▸ **EXERCISE REQUIREMENTS**
Word for word, transcribe all the entries shown below.

*** INPUT Section Begins ***

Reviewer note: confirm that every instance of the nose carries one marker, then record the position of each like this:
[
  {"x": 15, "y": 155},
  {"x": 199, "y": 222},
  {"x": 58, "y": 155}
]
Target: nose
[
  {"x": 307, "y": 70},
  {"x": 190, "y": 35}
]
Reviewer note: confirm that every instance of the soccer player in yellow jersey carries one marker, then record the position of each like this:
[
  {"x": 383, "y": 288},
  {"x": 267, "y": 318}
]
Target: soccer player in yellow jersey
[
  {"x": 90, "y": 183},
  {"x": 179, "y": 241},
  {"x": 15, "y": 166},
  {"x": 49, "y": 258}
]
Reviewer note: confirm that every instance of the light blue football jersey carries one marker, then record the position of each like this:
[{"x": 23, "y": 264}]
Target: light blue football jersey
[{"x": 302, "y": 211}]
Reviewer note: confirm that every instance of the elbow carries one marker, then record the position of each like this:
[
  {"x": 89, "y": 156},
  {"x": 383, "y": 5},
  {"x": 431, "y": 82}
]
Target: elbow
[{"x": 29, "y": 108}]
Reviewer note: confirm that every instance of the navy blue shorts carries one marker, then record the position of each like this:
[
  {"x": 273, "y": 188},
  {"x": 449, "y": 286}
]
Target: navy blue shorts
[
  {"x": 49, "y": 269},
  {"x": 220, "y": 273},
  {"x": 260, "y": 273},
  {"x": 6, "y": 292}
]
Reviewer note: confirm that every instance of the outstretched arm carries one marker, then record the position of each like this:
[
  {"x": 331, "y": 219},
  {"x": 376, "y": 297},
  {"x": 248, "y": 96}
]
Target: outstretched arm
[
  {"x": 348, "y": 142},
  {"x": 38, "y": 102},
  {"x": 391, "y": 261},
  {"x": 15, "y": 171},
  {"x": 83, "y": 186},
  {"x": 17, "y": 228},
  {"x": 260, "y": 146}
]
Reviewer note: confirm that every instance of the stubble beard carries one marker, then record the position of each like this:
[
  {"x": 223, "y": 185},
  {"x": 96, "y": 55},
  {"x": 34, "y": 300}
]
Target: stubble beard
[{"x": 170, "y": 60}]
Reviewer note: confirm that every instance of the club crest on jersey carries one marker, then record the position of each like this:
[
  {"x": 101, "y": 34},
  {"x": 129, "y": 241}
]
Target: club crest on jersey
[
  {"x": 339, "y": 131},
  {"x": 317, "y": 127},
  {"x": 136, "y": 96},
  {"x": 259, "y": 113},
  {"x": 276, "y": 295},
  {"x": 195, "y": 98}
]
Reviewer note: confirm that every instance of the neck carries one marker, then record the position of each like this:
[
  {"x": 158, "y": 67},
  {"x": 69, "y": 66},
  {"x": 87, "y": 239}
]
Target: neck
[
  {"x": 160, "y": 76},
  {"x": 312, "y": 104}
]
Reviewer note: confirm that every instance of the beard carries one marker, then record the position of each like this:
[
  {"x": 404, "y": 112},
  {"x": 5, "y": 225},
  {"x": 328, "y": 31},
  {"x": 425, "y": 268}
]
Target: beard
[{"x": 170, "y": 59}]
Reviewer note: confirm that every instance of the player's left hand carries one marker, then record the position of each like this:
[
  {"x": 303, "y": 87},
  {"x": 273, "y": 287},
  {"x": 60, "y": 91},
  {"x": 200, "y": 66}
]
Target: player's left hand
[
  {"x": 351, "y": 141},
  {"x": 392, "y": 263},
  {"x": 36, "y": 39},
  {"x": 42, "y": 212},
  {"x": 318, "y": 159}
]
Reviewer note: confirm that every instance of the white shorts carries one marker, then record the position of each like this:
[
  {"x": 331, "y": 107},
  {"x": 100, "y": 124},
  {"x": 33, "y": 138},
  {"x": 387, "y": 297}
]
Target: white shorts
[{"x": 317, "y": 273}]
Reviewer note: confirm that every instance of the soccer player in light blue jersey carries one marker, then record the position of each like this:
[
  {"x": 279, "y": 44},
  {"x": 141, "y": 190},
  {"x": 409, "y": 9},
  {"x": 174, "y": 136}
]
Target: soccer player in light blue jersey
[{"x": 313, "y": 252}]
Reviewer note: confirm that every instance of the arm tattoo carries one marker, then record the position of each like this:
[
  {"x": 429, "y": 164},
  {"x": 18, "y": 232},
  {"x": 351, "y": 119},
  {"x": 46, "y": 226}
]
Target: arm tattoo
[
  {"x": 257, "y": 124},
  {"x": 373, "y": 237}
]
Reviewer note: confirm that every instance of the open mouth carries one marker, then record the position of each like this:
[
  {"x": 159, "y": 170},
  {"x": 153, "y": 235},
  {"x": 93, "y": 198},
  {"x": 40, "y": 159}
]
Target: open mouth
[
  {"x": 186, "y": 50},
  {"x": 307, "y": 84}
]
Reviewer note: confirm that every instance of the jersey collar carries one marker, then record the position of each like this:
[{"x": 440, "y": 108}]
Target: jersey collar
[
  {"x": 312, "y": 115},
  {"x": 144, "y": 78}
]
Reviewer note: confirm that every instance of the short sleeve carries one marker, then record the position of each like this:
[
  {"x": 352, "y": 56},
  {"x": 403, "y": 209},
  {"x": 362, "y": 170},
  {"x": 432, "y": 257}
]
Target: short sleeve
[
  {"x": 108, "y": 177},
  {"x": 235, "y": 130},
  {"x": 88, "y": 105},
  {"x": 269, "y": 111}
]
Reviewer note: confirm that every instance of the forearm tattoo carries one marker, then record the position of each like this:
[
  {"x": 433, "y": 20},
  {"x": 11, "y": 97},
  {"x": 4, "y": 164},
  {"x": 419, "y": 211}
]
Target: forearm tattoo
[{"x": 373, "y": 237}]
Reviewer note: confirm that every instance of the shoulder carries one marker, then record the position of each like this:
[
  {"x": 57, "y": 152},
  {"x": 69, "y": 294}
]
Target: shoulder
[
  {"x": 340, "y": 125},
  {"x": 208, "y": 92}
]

*** INPUT Section Ends ***

▸ **ANSWER TO THE PROBLEM**
Reviewer note: confirm that every instance of the nose carries one marker, then record the position of each like this:
[
  {"x": 15, "y": 155},
  {"x": 199, "y": 222},
  {"x": 58, "y": 155}
]
Target: nose
[
  {"x": 307, "y": 70},
  {"x": 190, "y": 35}
]
Reviewer note: confirm that every instance of the soccer player in yellow jersey carries one marker, then record the position of each like this:
[
  {"x": 383, "y": 288},
  {"x": 267, "y": 318}
]
Target: soccer player in yellow jersey
[
  {"x": 90, "y": 183},
  {"x": 179, "y": 241},
  {"x": 15, "y": 166},
  {"x": 49, "y": 258}
]
Reviewer note: confirm that every instance of the light blue football jersey carries one marker, then record the position of each like this:
[{"x": 23, "y": 264}]
Target: light blue football jersey
[{"x": 302, "y": 211}]
Reviewer note: confirm that every instance of the elbow carries one marker, then record the position of each like this:
[
  {"x": 89, "y": 156},
  {"x": 383, "y": 5},
  {"x": 431, "y": 82}
]
Target: elbow
[{"x": 29, "y": 108}]
Reviewer note: confirm that every instance of the navy blue shorts carries one marker, then record the position of each like this:
[
  {"x": 273, "y": 188},
  {"x": 449, "y": 286}
]
Target: navy blue shorts
[
  {"x": 49, "y": 269},
  {"x": 220, "y": 273},
  {"x": 260, "y": 273},
  {"x": 6, "y": 292}
]
Reviewer note: confirm that every instance of the outstretched arm carries one marker, then record the position of each like this:
[
  {"x": 331, "y": 219},
  {"x": 376, "y": 297},
  {"x": 248, "y": 96}
]
Target: outstretched arm
[
  {"x": 348, "y": 142},
  {"x": 38, "y": 102},
  {"x": 391, "y": 261},
  {"x": 15, "y": 171},
  {"x": 83, "y": 186},
  {"x": 17, "y": 228},
  {"x": 260, "y": 146}
]
Reviewer note: confirm that every instance of the stubble beard carries one marker, then record the position of each like this:
[
  {"x": 223, "y": 185},
  {"x": 96, "y": 55},
  {"x": 34, "y": 300}
]
Target: stubble beard
[{"x": 170, "y": 60}]
Reviewer note: confirm that every instance of the club crest on jersey carries one marker, then record the position of each like this:
[
  {"x": 101, "y": 34},
  {"x": 129, "y": 241}
]
Target: club crest on jersey
[
  {"x": 339, "y": 131},
  {"x": 317, "y": 127},
  {"x": 136, "y": 96},
  {"x": 259, "y": 113},
  {"x": 276, "y": 295},
  {"x": 195, "y": 98}
]
Reviewer note: confirm that every instance of the neck carries one marker, then record the position of each like this:
[
  {"x": 158, "y": 67},
  {"x": 69, "y": 66},
  {"x": 87, "y": 239}
]
Target: neck
[
  {"x": 160, "y": 76},
  {"x": 312, "y": 104}
]
Reviewer note: confirm that every instance of the beard carries one marker, then record the position of each like this:
[
  {"x": 404, "y": 112},
  {"x": 5, "y": 225},
  {"x": 328, "y": 31},
  {"x": 425, "y": 268}
]
Target: beard
[{"x": 170, "y": 59}]
Reviewer note: confirm that every instance of the player's left hand carries one marker, then record the position of each like this:
[
  {"x": 303, "y": 87},
  {"x": 273, "y": 287},
  {"x": 60, "y": 91},
  {"x": 200, "y": 66}
]
Target: player's left hand
[
  {"x": 351, "y": 141},
  {"x": 392, "y": 263},
  {"x": 36, "y": 39},
  {"x": 42, "y": 212},
  {"x": 318, "y": 159}
]
Reviewer note: confirm that every instance of the white shorts carries one marker, then record the position of each like this:
[
  {"x": 331, "y": 107},
  {"x": 100, "y": 124},
  {"x": 33, "y": 138},
  {"x": 387, "y": 297}
]
Target: white shorts
[{"x": 317, "y": 273}]
Reviewer note: confirm that every instance of the soccer player in light blue jersey carries one marker, then record the position of each like this:
[
  {"x": 279, "y": 44},
  {"x": 141, "y": 190},
  {"x": 409, "y": 9},
  {"x": 174, "y": 136}
]
Target: soccer player in light blue jersey
[{"x": 313, "y": 252}]
Reviewer note: confirm that every instance of the arm tattoo carries one marker, then record the position of each like this:
[
  {"x": 429, "y": 164},
  {"x": 18, "y": 232},
  {"x": 351, "y": 119},
  {"x": 46, "y": 226}
]
Target: arm tattoo
[
  {"x": 257, "y": 124},
  {"x": 373, "y": 237}
]
Reviewer note: confirm that every instance of the open mouth carries one marker, then record the position of each like this:
[
  {"x": 159, "y": 170},
  {"x": 153, "y": 235},
  {"x": 93, "y": 198},
  {"x": 40, "y": 159}
]
Target: open mouth
[
  {"x": 186, "y": 50},
  {"x": 307, "y": 84}
]
Reviewer note: confirm that every instance of the jersey collar carries one marker, then record the position of each like this:
[{"x": 440, "y": 108}]
Target: jersey collar
[
  {"x": 312, "y": 115},
  {"x": 144, "y": 78}
]
Reviewer note: confirm that every instance of the short sleeve carries one marker, then record the position of each like this:
[
  {"x": 352, "y": 56},
  {"x": 403, "y": 209},
  {"x": 362, "y": 170},
  {"x": 432, "y": 257}
]
Target: short sleeve
[
  {"x": 108, "y": 177},
  {"x": 235, "y": 130},
  {"x": 88, "y": 105},
  {"x": 269, "y": 111}
]
Reviewer note: confirm that every instance of the forearm tattoo carries one marker, then record the position of each like this:
[
  {"x": 433, "y": 20},
  {"x": 11, "y": 97},
  {"x": 4, "y": 164},
  {"x": 419, "y": 211}
]
Target: forearm tattoo
[{"x": 373, "y": 237}]
Reviewer note: confirm that every instance of the shoulder carries one marker, then record the position of each like this:
[
  {"x": 57, "y": 152},
  {"x": 69, "y": 294}
]
Target: shoulder
[
  {"x": 340, "y": 125},
  {"x": 208, "y": 92}
]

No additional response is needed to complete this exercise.